# TASK BRIEF
Count how many lines in the material below contain the string "wooden". Case counts. Reply with the number alone.

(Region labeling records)
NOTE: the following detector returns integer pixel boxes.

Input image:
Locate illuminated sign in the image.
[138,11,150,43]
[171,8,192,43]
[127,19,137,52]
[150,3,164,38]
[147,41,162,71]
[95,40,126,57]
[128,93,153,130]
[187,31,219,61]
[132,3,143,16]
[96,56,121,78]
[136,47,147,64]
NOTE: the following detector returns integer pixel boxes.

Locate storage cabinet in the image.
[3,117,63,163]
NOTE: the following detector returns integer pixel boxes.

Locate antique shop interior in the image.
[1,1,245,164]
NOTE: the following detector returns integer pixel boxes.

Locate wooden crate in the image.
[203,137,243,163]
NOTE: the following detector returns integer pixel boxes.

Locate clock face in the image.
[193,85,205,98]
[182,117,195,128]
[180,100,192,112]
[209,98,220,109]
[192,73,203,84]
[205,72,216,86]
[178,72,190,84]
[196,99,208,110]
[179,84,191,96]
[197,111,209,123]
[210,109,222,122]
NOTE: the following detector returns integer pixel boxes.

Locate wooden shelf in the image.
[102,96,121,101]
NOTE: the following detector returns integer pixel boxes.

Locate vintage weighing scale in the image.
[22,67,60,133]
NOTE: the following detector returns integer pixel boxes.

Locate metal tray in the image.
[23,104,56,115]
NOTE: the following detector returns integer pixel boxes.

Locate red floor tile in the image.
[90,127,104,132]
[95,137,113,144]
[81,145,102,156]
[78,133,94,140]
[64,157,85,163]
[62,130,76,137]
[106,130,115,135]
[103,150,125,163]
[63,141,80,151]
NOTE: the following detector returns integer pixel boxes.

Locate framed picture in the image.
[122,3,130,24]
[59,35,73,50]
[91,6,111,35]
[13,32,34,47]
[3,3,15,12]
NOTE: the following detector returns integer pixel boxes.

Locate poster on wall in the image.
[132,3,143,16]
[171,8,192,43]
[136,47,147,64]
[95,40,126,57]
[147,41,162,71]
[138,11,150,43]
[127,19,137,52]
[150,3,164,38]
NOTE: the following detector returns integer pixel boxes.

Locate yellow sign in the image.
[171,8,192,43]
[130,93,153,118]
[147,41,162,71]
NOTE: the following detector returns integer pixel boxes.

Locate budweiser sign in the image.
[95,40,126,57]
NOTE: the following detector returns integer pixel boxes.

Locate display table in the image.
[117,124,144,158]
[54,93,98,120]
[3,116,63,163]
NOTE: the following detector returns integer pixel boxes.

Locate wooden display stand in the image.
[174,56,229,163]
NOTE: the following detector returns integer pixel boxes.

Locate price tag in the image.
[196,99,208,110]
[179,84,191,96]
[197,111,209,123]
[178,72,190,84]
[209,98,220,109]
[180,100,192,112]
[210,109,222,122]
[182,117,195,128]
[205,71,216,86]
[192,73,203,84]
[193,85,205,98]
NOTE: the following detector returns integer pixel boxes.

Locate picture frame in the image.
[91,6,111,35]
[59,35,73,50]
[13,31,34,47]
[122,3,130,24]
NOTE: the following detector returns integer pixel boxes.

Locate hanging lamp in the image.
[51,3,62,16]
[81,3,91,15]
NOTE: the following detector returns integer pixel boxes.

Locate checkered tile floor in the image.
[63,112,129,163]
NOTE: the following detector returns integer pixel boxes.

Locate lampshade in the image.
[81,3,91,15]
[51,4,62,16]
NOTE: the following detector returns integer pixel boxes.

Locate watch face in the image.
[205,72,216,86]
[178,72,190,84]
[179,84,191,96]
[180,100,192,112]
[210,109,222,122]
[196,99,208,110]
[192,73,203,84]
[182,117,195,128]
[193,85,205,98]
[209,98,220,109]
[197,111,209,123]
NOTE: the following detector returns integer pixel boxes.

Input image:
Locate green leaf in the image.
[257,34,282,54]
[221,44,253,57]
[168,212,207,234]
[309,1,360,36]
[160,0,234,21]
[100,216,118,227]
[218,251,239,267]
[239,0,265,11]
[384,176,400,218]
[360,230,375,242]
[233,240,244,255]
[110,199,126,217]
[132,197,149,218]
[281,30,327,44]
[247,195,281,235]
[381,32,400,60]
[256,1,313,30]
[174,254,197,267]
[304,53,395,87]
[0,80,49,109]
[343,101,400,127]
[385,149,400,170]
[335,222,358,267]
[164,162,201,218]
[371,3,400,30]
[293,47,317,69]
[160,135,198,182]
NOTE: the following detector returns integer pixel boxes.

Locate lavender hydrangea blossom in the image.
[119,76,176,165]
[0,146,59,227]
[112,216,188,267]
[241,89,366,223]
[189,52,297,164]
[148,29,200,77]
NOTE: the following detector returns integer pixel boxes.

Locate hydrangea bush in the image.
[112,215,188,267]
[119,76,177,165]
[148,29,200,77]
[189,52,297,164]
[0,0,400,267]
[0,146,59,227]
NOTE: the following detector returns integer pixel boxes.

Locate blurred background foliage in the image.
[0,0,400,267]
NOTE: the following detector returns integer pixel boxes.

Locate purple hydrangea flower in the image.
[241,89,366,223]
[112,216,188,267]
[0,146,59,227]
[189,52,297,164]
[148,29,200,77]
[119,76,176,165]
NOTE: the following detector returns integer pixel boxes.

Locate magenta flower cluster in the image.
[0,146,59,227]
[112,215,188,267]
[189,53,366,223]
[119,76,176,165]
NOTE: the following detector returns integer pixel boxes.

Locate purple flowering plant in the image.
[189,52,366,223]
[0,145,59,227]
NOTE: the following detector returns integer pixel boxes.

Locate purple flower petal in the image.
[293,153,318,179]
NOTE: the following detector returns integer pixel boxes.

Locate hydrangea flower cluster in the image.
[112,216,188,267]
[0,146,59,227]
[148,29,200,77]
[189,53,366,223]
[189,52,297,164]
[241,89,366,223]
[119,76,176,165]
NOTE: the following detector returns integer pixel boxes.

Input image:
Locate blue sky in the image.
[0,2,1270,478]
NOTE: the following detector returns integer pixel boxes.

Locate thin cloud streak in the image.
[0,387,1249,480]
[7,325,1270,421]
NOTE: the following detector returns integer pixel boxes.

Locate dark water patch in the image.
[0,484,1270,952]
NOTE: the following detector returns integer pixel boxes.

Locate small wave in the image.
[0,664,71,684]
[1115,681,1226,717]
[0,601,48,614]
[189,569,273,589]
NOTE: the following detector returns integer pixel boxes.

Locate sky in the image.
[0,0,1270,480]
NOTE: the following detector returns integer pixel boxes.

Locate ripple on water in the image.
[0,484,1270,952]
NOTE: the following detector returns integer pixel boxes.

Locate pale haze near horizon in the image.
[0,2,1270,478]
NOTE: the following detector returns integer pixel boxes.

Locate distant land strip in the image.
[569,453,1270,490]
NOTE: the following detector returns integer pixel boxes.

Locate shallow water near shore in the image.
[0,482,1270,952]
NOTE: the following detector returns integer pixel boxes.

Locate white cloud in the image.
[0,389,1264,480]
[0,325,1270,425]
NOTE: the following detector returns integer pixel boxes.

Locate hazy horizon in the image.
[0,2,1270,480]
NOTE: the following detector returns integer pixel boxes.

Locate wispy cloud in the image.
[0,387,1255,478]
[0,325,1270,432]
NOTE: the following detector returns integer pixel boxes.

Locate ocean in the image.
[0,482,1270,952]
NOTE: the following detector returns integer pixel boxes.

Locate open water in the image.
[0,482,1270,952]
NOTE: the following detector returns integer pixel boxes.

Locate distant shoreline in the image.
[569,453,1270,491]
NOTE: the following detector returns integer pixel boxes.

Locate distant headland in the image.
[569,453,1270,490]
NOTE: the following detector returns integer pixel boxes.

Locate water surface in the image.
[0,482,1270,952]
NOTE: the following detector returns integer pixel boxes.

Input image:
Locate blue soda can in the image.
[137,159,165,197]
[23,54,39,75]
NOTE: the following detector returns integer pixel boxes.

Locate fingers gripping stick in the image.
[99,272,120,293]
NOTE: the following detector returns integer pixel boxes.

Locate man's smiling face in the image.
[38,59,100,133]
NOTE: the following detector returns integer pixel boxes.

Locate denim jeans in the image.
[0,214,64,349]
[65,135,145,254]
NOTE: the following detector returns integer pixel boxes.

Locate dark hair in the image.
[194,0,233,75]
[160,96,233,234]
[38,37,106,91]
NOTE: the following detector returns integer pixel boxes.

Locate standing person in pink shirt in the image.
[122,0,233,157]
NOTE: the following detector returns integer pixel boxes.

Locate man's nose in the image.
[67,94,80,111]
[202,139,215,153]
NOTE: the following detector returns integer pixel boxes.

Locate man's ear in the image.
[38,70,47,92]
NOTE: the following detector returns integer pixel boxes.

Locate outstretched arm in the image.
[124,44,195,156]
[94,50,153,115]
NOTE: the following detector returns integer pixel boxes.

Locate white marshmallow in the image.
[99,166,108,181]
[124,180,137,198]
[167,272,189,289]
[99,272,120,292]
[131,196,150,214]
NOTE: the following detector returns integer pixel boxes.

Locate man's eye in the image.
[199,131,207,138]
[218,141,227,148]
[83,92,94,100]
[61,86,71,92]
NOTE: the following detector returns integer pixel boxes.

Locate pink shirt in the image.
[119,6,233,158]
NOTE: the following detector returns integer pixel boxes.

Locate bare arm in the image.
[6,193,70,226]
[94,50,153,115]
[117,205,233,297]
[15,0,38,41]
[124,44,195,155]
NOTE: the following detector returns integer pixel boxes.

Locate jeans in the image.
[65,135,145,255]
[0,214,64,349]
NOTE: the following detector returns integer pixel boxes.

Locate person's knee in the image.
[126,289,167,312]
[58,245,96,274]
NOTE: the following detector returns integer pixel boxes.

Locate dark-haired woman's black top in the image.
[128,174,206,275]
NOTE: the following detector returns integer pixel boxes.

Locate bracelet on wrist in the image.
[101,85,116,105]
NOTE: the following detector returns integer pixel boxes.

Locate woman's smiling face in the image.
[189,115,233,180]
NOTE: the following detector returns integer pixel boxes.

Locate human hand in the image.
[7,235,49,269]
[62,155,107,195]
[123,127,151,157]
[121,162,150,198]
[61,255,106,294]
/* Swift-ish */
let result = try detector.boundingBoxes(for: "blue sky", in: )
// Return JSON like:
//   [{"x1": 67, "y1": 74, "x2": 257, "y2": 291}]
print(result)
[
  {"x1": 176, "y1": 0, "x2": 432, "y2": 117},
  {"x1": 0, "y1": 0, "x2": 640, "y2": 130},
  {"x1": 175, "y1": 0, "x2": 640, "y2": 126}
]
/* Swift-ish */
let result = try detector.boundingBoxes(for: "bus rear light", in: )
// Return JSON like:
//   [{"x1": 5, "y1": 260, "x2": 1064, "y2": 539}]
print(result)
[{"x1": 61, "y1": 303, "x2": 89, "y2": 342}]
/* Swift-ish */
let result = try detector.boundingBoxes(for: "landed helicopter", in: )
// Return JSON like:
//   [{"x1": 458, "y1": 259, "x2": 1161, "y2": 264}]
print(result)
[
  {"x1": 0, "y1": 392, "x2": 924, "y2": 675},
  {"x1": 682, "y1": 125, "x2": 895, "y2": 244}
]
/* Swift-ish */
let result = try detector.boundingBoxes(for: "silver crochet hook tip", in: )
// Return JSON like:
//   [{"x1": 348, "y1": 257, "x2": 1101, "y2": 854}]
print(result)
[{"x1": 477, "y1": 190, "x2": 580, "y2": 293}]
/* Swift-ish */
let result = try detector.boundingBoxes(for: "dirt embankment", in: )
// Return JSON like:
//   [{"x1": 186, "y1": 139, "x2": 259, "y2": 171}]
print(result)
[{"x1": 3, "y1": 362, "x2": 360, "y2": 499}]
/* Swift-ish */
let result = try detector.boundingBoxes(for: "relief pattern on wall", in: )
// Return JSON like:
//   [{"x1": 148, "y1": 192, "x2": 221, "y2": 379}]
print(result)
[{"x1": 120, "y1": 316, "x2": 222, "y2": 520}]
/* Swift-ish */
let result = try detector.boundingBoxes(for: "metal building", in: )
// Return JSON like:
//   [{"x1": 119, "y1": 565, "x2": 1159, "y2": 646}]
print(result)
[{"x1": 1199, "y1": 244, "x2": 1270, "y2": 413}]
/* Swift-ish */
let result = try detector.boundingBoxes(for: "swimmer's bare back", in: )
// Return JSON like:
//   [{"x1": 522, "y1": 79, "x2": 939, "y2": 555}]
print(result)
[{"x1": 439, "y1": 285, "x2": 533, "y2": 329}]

# SOLVED PROBLEM
3